The all-stock deal will create a company valued at about 5 billion Canadian dollars ($3.9 billion) that generated $685 million of sales over the past year, making it larger than all other companies in the global cannabis industry.
“By leveraging our combined strengths and capabilities, we expect to be able to meet the needs of consumers more effectively all over the world and advance patient care,” Tilray CEO Brendan Kennedy said in a statement.
The new company, which will use the name Tilary and trade on the Nasdaq under the ticker TLRY, will have a portfolio of branded products in Canada and will pursue medical opportunities in Europe.
Tilray will also have a packaged goods presence in the U.S. through its cannabis lifestyle craft brewer SweetWater Brewing Co. and Manitoba Harvest, a CBD and wellness product manufacturer.
Under the terms of the deal, Aphria shareholders will receive 0.8381 Tilray shares for each Aphria share they own. Tilray shareholders won’t see an adjustment in their share counts.
Aphria shareholders, who will own 62% of the new company, paid a 23% premium for Tilray shares, which settled at $7.87 apiece on Tuesday.
The new Tilray will be led by current Aphria Chairman and CEO Irwin Simon and its board of directors will be made up of seven Aphria directors and two from Tilray, including Kennedy.
The deal is expected to close in the second quarter of next year after receiving regulatory approval in Canada, the U.S. and Germany.
Tilray shares were down 54% this year through Tuesday while Aphria shares were higher by 56%.

^^^^

• [Task instructions]
1. In the Tilray-Aphria article, how many Tilray shares will Aphria shareholders receive for each Aphria share they own?
2. Print everything in the Tilray-Aphria article from "Tilray will also" down to "wellness product manufacturer.".
The listing that follows is separate material with no connection to the Tilray-Aphria article.

^^^^

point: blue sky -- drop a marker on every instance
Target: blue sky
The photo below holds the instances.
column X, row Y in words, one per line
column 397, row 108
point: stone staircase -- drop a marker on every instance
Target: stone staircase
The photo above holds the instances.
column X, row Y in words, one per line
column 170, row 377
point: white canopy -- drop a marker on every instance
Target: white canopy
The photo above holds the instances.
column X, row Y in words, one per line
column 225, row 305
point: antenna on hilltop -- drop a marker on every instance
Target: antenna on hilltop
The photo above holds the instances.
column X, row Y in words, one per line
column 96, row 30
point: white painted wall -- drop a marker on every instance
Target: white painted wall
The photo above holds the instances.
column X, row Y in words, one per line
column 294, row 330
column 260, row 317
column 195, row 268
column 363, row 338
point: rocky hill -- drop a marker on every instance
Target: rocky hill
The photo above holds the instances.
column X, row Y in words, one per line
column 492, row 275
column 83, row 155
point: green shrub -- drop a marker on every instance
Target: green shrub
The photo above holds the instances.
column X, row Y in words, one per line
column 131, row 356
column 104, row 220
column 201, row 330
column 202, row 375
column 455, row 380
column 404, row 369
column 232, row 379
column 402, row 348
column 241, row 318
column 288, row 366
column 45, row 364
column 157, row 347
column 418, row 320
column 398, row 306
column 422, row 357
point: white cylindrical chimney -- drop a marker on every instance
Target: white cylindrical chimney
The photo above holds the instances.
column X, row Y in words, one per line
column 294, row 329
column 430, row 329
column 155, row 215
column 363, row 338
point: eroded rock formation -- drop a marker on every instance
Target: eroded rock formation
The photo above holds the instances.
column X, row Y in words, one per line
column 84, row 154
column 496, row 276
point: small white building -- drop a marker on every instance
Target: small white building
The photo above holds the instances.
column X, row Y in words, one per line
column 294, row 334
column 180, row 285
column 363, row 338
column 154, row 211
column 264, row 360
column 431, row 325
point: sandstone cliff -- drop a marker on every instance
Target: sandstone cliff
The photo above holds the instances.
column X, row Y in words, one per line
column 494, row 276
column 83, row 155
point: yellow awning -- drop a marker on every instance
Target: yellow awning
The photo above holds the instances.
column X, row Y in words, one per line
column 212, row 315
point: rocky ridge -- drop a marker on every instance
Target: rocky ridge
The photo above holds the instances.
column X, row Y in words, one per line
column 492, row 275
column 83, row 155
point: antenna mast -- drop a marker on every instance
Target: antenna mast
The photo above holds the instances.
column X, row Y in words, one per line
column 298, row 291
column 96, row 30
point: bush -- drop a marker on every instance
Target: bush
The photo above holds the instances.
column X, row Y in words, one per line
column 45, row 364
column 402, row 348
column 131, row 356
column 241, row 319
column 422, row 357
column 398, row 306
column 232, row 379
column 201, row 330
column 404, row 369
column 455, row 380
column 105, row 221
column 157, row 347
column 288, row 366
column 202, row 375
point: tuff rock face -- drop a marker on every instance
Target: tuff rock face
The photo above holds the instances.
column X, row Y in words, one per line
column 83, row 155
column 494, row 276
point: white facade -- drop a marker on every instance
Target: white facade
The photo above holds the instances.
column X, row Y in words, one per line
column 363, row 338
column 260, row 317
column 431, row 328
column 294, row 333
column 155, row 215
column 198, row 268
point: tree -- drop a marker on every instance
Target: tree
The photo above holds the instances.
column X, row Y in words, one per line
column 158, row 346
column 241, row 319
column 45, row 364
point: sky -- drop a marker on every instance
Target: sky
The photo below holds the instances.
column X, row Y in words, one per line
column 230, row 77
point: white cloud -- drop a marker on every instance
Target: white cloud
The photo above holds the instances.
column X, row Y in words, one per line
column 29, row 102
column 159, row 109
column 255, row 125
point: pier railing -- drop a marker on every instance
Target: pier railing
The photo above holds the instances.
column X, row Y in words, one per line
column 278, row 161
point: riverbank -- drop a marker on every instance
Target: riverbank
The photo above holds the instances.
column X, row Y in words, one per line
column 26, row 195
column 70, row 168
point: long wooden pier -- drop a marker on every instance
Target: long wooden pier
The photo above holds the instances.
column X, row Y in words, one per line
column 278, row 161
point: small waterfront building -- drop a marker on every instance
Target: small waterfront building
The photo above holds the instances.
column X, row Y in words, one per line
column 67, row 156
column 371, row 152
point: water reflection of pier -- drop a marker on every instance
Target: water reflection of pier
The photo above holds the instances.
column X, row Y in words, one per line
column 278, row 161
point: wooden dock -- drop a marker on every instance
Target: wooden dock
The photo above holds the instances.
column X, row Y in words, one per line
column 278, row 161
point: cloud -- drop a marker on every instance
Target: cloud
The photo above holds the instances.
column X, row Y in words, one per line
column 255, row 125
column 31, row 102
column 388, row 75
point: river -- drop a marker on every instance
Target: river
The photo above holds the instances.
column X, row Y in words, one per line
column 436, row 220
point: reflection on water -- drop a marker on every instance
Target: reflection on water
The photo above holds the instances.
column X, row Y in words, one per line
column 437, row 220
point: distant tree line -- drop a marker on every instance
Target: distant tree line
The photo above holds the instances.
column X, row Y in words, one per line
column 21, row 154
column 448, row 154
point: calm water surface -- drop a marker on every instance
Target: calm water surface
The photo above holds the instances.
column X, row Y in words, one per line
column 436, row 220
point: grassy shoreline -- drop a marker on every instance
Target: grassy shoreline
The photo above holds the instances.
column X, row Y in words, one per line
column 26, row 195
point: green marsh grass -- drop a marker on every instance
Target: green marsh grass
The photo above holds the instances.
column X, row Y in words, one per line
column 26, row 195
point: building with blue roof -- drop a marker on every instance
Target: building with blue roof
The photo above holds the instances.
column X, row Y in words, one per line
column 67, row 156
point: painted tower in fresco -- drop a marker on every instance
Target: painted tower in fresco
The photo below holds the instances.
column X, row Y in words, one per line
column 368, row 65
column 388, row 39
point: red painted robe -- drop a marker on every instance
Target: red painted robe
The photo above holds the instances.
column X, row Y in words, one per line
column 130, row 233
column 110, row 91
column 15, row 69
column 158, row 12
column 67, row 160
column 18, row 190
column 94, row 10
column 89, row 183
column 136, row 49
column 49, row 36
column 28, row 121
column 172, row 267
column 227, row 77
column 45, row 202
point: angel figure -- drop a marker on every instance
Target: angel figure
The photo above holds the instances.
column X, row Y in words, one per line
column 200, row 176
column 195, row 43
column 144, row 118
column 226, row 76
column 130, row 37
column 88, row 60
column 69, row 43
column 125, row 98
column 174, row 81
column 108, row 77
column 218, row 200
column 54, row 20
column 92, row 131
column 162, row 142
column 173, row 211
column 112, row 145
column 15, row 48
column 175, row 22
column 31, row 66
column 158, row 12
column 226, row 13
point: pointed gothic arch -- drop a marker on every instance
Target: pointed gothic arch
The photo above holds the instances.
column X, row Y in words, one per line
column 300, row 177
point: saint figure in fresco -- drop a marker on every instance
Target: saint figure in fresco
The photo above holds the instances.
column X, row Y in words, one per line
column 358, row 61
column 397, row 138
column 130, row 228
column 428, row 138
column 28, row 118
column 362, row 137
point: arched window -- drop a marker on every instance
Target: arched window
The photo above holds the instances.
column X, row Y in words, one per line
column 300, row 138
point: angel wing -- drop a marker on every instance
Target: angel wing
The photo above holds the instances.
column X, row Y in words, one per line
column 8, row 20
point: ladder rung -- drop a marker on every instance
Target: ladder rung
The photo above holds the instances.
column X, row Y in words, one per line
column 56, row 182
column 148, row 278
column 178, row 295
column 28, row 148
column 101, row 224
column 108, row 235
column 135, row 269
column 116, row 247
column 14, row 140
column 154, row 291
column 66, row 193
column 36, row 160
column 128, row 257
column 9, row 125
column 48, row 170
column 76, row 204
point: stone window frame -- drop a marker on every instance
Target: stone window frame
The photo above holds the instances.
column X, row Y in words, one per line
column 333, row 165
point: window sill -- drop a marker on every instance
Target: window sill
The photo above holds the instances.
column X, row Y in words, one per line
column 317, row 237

^^^^

• [Task answers]
1. 0.8381 Tilray shares

2.
Tilray will also have a packaged goods presence in the U.S. through its cannabis lifestyle craft brewer SweetWater Brewing Co. and Manitoba Harvest, a CBD and wellness product manufacturer.